■ TASK TO CARRY OUT ■
Copy out each line of the material in which the word "target" appears.

■ RECORDS SUPPLIED ■
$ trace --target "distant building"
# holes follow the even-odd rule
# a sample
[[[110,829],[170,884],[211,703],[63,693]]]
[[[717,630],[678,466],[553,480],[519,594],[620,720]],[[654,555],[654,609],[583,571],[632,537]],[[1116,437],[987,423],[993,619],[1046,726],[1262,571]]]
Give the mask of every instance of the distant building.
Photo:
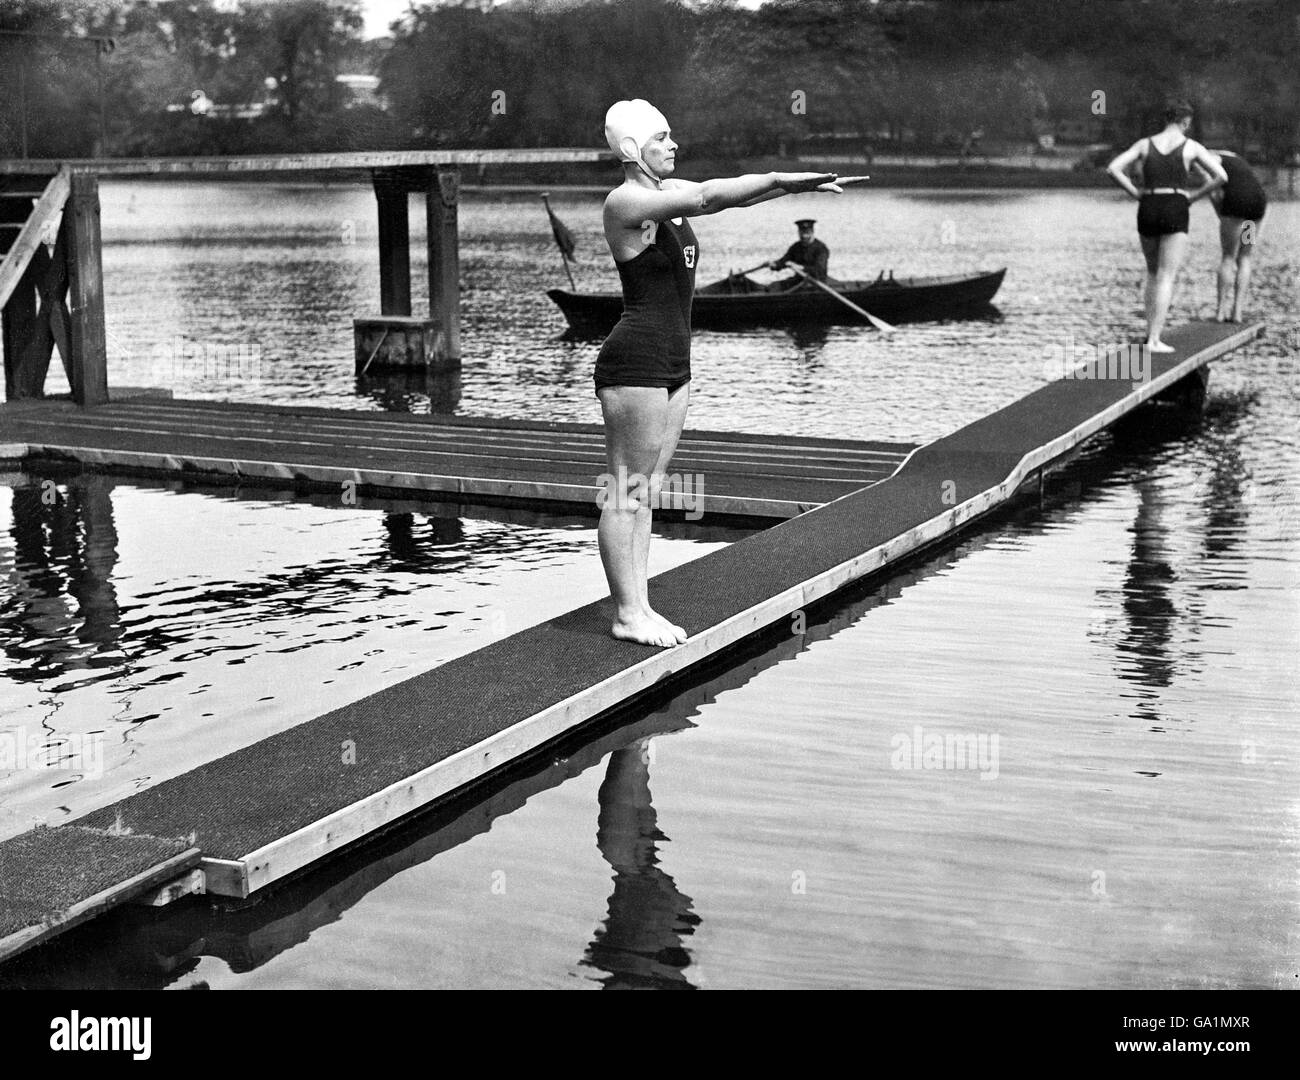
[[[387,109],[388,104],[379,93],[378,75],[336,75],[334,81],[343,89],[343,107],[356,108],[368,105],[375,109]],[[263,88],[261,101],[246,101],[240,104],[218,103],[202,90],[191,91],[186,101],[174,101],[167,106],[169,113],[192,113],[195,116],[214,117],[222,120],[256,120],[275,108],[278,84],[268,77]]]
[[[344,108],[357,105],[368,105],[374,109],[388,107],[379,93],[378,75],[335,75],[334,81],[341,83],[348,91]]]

* * *

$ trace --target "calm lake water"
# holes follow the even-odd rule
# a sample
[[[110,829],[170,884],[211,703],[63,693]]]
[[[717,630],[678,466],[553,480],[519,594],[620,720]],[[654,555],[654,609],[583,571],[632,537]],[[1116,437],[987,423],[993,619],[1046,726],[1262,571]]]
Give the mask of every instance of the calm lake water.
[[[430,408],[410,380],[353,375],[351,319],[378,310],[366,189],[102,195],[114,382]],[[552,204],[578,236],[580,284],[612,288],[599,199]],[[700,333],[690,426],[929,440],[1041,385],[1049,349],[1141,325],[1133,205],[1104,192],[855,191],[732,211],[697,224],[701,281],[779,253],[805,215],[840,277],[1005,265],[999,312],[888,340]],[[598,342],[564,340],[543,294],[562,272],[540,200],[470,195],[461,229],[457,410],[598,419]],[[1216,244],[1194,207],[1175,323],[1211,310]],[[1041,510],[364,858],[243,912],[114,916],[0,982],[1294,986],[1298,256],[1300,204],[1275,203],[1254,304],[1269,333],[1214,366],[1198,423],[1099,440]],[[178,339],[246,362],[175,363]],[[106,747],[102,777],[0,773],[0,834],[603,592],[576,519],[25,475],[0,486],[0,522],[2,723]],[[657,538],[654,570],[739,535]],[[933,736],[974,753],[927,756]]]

■ RESULT ■
$ trace --target "distant building"
$ trace --target "calm lake water"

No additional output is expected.